# PAGE EXTRACT:
%%
Those losses didn't ding TCI up too badly – Univar is a tiny portion of TCI's $25.2 billion investment portfolio. The asset manager's largest holding is Charter Communications (CHTR), worth $5.3 billion at the end of the second quarter.

In addition to the 20% cut in Univar during the quarter, the fund manager's holdings in Raytheon were converted into Raytheon Technologies (RTX) stock when it merged with the remaining unit of United Technologies that wasn't spun off in early April, to form a company with $74 billion in pro forma 2019 sales.

Raytheon shareholders received 2.2348 RTX shares for every RTN share. TCI ended the second quarter with 11.6 million RTX shares worth approximately $711.8 million, representing 2.8% of its entire portfolio.

Alibaba

  • Market value: $789.9 billion
  • Billionaire investor: Baillie Gifford
  • Shares sold: 10,389,759 (-20%)

Baillie Gifford is a large U.K. investment management firm that manages $131 billion in assets at last check. Its largest holding as of the second quarter is Tesla (TSLA), with 11.8 million shares.

The electronic vehicle maker overtook Chinese e-commerce giant Alibaba (BABA, $291.96), which was demoted to Baillie Gifford's third-largest position after it sold 20% of its shares in Q2. Even then, the firm owns 40.8 million shares worth approximately $8.8 billion, taking up a still-sizable 6.8% of assets.

Baillie Gifford first started accumulating BABA stock in the third quarter of 2014. It's estimated to have paid an average of $98.55 a share, indicating that the firm was taking some profits on its long-time investment.
%%
# DATA FOR THE TASK:
%%
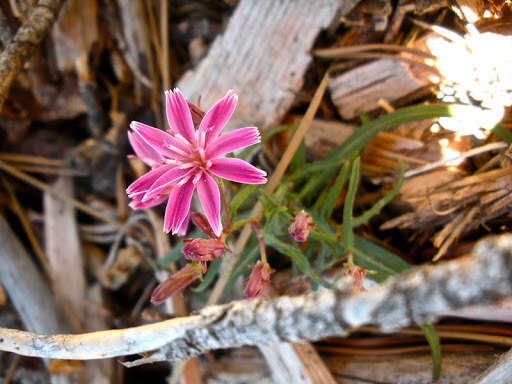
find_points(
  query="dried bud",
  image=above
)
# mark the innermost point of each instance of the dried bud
%%
%%
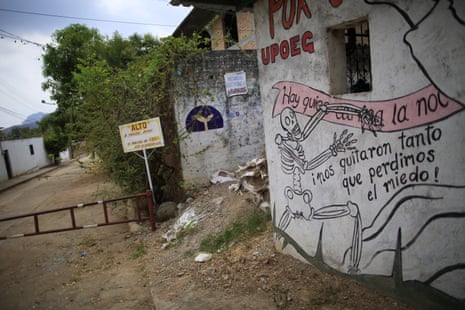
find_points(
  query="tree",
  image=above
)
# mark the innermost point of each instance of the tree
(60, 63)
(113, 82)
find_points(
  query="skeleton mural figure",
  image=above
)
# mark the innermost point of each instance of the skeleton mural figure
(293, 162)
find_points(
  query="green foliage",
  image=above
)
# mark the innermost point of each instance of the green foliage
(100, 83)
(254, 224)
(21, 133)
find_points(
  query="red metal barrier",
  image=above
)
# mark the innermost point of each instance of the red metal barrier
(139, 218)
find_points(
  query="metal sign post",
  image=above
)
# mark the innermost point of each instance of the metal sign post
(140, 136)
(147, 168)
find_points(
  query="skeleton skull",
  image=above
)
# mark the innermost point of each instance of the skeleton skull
%%
# EXERCISE REQUIREMENTS:
1) Can you reproduce everything in the fund holdings passage from "In addition to" down to "its entire portfolio."?
2) Which lines in the entries contain the string "sign"? Collect every one of them, treating uppercase and lowercase as different.

# WORKED SOLUTIONS:
1)
In addition to the 20% cut in Univar during the quarter, the fund manager's holdings in Raytheon were converted into Raytheon Technologies (RTX) stock when it merged with the remaining unit of United Technologies that wasn't spun off in early April, to form a company with $74 billion in pro forma 2019 sales.

Raytheon shareholders received 2.2348 RTX shares for every RTN share. TCI ended the second quarter with 11.6 million RTX shares worth approximately $711.8 million, representing 2.8% of its entire portfolio.

2)
  query="metal sign post",
# mark the innermost point of each instance of the metal sign post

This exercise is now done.